**PROBLEMS TO WORK ON**
A. Repeat a passage from the audit notes verbatim, starting at the words "2. Start the" and ending after the words "how it works?".
B. Answer these questions from the audit notes:
(i) Which version of Conan finally worked during the setup?
(ii) Which branch was pulled after the dev environment was ready?
(iii) How many files does the PR contain?
C. Carry the audit notes on from their last sentence.

**SELECTED EXTRACT**
Challenged myself to audit something I have no clue of...
1. Initial Setup
First went to https://github.com/XRPLF/rippled and followed the steps to set up the dev environment, after the install of all the things needed I ran the tests to make sure everything was working fine. In that process I had troubles with Conan, first installed v2, but stuff was not working so I went to v1 and it worked like a charm, also had to learn a bit about profile configs and profile file for MacOS(M1 Pro chip).
After setting up the dev environment, I pulled the XLS-0033d branch and started looking at the codebase.
2. Start the research
Went thru all the files that had changes, wihout looking at the description first ( that was on porpouse to have a clean read of the code without context, so I see how helpfull are the comments and readability to understand about something I've no idea of ).
In real life scenario all the 90 files in the PR should be in the scope, for this test case I took the ones with more changes, and the ones that seem more relevant, checked also the .h files for each but no gonna put it on the report:
After going through all the files I went back to the PR description and started reading it and making a list of questions for myself:
- what is XRP ledger?
- how it works?
- where is the state of the data saved? (all the new state that will be saved in the next block)
- had hacks in the past?
- how consensus works in Ripple ecosystem? can sandwitch attacks happen here?
- what are trust lines, how they work ?
- what are trust lines and rippling in XRP Ledger?
- why use this instead of trust lines ?
- the MPTs idea is to be like an ERC20 ?
- how similar is to the ERC20 properties ( decimals, name, sybmol, all that...)?
- how is related to NFTs in ripple ecosystem, has some similarities?
- how math and precision loss gets involved in the feature?
- what IOUs are?
- why MPTs will represent a smaller overall balance amount as compared to trust lines? can that lead to errors between MPTs and CBDCs swaps?
- what are tickets in XRP Ledger?
- what are Transaction Common Fields?
To answer that I went to links inside the PR, official docs, links mentioned on email with the test, and other resources.

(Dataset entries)
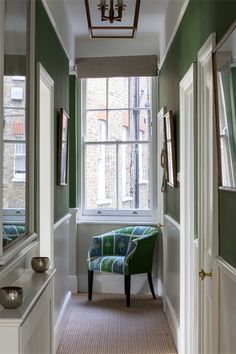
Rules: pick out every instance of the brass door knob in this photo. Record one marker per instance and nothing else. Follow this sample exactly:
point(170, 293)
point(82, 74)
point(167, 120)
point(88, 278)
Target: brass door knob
point(203, 274)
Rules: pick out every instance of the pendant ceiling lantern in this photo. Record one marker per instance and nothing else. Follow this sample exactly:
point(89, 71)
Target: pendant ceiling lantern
point(109, 12)
point(115, 23)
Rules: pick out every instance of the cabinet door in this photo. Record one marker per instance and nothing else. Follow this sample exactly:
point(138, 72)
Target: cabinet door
point(36, 333)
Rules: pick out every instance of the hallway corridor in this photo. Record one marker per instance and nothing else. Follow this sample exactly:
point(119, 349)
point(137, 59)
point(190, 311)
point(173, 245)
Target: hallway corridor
point(107, 326)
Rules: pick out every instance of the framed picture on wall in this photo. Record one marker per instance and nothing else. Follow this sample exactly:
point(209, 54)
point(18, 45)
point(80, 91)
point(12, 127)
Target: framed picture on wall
point(170, 148)
point(62, 163)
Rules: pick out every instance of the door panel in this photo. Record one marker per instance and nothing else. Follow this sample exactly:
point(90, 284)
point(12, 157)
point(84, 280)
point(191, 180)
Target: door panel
point(207, 199)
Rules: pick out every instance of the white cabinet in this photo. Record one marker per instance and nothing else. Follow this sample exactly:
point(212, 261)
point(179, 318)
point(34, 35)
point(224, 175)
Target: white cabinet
point(29, 328)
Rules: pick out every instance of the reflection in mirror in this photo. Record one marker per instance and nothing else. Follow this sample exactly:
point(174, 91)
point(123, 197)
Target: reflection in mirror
point(14, 124)
point(225, 97)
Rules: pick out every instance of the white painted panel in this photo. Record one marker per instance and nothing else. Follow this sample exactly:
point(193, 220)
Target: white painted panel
point(73, 251)
point(227, 316)
point(46, 163)
point(61, 263)
point(172, 275)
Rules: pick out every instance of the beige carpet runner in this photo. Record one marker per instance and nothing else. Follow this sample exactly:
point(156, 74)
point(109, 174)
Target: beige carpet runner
point(106, 326)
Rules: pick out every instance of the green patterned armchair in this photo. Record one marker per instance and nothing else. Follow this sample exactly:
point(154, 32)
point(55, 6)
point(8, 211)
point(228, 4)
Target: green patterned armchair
point(124, 251)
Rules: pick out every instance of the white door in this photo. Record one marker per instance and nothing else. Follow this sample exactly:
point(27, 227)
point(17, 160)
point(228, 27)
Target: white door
point(188, 244)
point(207, 201)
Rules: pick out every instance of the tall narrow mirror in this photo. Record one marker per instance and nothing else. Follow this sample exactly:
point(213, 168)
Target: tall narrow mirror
point(224, 63)
point(15, 115)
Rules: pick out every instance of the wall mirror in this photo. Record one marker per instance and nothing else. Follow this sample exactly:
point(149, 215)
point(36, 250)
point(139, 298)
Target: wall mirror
point(15, 118)
point(224, 64)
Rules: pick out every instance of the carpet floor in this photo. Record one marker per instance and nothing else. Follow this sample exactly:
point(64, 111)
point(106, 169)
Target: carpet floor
point(106, 326)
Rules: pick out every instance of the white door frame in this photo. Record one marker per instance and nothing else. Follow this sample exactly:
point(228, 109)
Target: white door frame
point(207, 202)
point(46, 164)
point(188, 299)
point(160, 209)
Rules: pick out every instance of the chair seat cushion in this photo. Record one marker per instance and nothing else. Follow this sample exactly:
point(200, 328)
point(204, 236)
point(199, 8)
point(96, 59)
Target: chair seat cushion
point(111, 264)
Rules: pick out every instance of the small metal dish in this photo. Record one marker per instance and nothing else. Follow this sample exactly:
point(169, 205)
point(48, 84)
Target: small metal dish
point(11, 296)
point(40, 264)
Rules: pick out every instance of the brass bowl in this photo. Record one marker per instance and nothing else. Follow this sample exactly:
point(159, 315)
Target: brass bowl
point(40, 264)
point(11, 296)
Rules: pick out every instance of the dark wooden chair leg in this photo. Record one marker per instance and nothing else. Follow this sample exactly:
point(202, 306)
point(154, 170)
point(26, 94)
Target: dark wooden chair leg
point(127, 289)
point(151, 284)
point(90, 284)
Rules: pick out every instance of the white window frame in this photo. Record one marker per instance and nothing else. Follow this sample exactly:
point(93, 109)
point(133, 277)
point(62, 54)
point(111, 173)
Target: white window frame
point(121, 215)
point(19, 176)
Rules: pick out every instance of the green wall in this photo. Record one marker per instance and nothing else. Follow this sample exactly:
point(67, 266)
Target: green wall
point(201, 18)
point(49, 52)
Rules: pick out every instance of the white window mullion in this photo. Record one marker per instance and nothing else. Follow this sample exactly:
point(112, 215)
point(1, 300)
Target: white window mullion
point(117, 180)
point(1, 115)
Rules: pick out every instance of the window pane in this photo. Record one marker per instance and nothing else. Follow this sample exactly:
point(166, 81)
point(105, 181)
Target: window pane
point(118, 92)
point(13, 189)
point(14, 111)
point(140, 92)
point(134, 176)
point(96, 93)
point(140, 122)
point(96, 126)
point(100, 176)
point(118, 125)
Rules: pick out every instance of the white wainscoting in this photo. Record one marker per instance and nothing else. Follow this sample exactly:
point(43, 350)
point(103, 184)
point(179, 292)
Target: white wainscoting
point(62, 293)
point(171, 267)
point(227, 307)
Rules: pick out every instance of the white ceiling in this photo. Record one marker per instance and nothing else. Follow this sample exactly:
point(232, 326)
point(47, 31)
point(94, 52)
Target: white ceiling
point(157, 22)
point(151, 15)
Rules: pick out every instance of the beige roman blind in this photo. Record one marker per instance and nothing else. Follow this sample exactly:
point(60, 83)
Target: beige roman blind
point(144, 65)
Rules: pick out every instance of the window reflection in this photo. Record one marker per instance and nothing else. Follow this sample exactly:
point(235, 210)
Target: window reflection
point(14, 120)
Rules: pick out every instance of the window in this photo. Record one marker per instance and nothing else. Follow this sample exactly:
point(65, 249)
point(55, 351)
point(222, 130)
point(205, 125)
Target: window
point(19, 165)
point(117, 146)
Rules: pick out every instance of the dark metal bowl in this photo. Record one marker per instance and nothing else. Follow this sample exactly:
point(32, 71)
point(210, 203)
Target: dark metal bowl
point(11, 296)
point(40, 264)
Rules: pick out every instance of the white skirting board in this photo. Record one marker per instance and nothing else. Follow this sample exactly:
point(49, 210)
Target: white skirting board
point(227, 307)
point(62, 321)
point(62, 292)
point(172, 321)
point(106, 283)
point(73, 284)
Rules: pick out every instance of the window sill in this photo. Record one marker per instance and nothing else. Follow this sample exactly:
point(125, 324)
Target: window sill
point(143, 181)
point(21, 247)
point(127, 199)
point(17, 180)
point(103, 201)
point(104, 219)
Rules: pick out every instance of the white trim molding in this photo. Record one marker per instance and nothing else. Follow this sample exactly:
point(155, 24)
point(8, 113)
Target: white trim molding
point(173, 322)
point(73, 278)
point(207, 202)
point(225, 275)
point(171, 260)
point(62, 320)
point(188, 300)
point(45, 114)
point(61, 221)
point(181, 15)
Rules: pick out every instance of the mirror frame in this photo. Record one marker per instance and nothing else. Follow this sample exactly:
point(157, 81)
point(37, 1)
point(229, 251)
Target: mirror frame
point(216, 105)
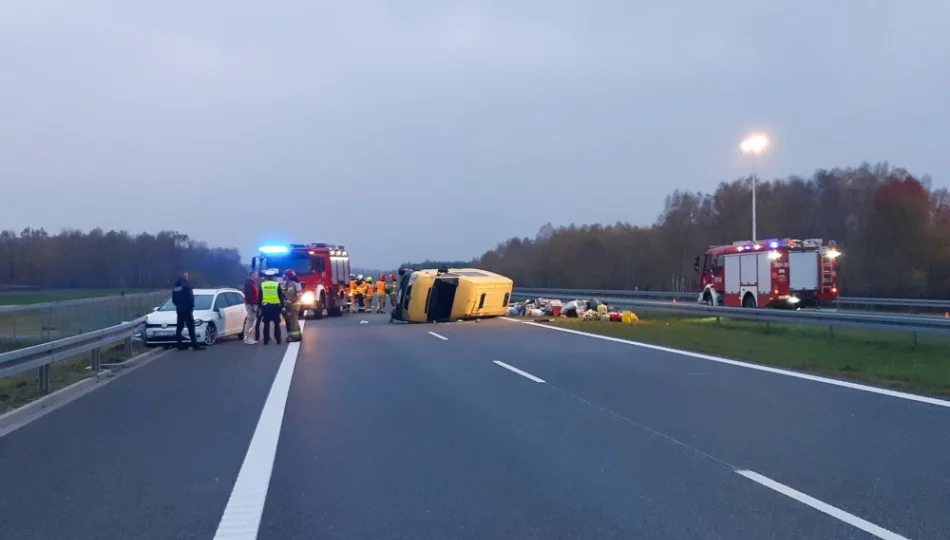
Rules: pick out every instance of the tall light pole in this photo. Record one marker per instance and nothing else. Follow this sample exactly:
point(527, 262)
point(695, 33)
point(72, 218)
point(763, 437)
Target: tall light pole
point(754, 145)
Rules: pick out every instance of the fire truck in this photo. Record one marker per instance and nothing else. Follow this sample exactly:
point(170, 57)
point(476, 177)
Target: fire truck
point(323, 269)
point(776, 273)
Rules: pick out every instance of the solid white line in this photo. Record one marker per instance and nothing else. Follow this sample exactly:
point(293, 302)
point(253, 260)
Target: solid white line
point(747, 365)
point(242, 516)
point(519, 372)
point(832, 511)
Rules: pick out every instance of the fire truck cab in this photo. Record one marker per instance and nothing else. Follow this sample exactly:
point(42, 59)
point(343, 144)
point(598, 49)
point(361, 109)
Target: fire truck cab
point(323, 270)
point(784, 273)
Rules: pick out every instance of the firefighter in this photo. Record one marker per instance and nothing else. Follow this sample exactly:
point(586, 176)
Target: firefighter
point(272, 299)
point(360, 292)
point(370, 294)
point(392, 289)
point(292, 293)
point(381, 294)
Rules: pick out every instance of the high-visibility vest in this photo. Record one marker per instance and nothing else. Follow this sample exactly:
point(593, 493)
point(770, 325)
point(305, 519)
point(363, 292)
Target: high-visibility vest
point(269, 294)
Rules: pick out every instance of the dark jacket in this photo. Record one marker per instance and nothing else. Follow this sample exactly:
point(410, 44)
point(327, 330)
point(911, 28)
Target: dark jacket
point(183, 296)
point(252, 292)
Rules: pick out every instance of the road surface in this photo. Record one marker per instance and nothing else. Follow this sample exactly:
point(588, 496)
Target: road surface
point(474, 430)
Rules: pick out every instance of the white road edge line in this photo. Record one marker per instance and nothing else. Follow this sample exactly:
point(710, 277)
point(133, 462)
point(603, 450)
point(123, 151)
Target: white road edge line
point(242, 515)
point(518, 371)
point(747, 365)
point(826, 508)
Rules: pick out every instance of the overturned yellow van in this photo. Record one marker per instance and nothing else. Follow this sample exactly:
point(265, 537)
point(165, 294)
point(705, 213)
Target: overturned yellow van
point(450, 294)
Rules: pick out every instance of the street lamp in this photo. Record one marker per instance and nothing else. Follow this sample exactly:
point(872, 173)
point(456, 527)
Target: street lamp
point(754, 145)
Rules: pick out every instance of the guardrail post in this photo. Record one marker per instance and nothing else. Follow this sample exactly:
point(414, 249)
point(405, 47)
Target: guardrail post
point(43, 379)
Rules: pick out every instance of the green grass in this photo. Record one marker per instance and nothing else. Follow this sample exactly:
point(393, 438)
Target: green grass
point(59, 295)
point(888, 359)
point(23, 388)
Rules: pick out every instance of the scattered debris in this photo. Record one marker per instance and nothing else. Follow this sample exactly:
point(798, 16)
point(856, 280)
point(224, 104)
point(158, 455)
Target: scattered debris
point(589, 310)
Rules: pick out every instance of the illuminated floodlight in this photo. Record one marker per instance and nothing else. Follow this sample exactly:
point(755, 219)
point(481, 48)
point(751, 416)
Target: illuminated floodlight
point(754, 144)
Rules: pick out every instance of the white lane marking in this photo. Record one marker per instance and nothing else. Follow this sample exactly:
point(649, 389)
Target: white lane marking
point(519, 372)
point(747, 365)
point(832, 511)
point(242, 516)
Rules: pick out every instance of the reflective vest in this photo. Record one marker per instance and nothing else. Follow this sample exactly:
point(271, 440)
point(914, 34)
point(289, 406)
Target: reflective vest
point(291, 292)
point(269, 293)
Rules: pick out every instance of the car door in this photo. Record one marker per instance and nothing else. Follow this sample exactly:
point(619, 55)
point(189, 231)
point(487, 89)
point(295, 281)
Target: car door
point(220, 308)
point(236, 312)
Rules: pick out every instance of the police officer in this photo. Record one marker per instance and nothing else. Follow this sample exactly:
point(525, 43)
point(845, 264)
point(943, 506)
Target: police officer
point(272, 300)
point(292, 293)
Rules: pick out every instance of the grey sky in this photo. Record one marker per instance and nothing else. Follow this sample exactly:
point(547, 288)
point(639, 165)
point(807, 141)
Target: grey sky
point(459, 124)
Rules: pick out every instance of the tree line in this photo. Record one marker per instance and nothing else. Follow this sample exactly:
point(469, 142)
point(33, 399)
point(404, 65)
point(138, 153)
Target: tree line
point(892, 227)
point(113, 260)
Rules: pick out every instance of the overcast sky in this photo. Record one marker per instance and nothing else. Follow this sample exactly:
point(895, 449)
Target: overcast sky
point(412, 129)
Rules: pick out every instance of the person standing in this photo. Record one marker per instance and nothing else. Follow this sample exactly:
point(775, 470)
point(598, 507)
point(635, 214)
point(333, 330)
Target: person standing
point(272, 300)
point(392, 289)
point(381, 294)
point(183, 296)
point(369, 294)
point(292, 292)
point(252, 293)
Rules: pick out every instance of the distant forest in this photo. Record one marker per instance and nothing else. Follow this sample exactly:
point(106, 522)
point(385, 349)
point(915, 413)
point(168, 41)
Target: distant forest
point(113, 259)
point(892, 227)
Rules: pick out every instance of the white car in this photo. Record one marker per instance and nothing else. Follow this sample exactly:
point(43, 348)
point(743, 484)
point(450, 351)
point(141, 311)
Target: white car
point(218, 313)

**TASK RESULTS**
A.
2. Start the research
Went thru all the files that had changes, wihout looking at the description first ( that was on porpouse to have a clean read of the code without context, so I see how helpfull are the comments and readability to understand about something I've no idea of ).
In real life scenario all the 90 files in the PR should be in the scope, for this test case I took the ones with more changes, and the ones that seem more relevant, checked also the .h files for each but no gonna put it on the report:
After going through all the files I went back to the PR description and started reading it and making a list of questions for myself:
- what is XRP ledger?
- how it works?

B.
(i) v1
(ii) XLS-0033d
(iii) 90

C.
- https://www.vance.tech/blog/ripple-payment-protocol
- https://xrpl.org/docs/concepts
- https://xrpl.org/docs/concepts/tokens/fungible-tokens#trust-lines
- https://github.com/XRPLF/rippled/blob/develop/docs/consensus.md
- https://github.com/XRPLF/rippled/blob/develop/docs/CodingStyle.md
- https://ripple.com/insights/the-building-blocks-of-institutional-defi-on-xrp-ledger/
- https://medium.com/ripplexdev/highlighting-the-ripplex-bug-bounty-program-545ea787f900
- https://blog.multichainmedia.xyz/index.php/2024/07/18/multi-purpose-tokens-mpt-on-xrpl/
- https://www.technologyreview.com/2017/06/16/151164/first-large-scale-analysis-of-the-ripple-cryptocurrency-network/
- https://hacken.io/insights/ripple-hack-explained/
- https://lunu.io/news/urgent-alert-uncover-the-ripple-xrp-hack-protect-your-crypto-now/
- https://github.com/XRPLF/XRPL-Standards/tree/master/XLS-0033d-multi-purpose-tokens
- https://xrpl.org/docs/references/protocol/transactions/common-fields
- https://xrpintel.com/source
- https://blog.multichainmedia.xyz/index.php/2024/07/18/multi-purpose-tokens-mpt-on-xrpl/
- https://ripple.com/insights/the-building-blocks-of-institutional-defi-on-xrp-ledger/
- https://xrpl.org/docs/concepts/consensus-protocol/consensus-protections
- https://www.analyticsinsight.net/latest-news/xrp-security-challenges-and-best-practices
- https://engineering.ripple.com/a-developers-guide-to-payment-engine-system-design/
- https://dev.to/ripplexdev/xrp-ledger-amm-bug-fix-now-integrated-a-detailed-analysis-4915
- https://www.crypto-news-flash.com/ethereums-evm-vs-xrpl-insider-sparks-debate-threatens-ripples-protocol/
- https://medium.com/evmos/ripple-and-peersyst-utilize-evmos-to-enable-evm-and-cosmos-interoperability-3e1b17731d08
- https://cointelegraph.com/news/ripple-xrp-ledger-smart-contracts-evm-sidechain
- https://medium.com/@fuzz_ai/improving-ripple-unit-test-coverage-with-fuzzing-5292030a3ce0
- https://www.researchgate.net/publication/371013371_A_Ripple_for_Change_Analysis_of_Frontrunning_in_the_XRP_Ledger
What is XRP ledger? how it works?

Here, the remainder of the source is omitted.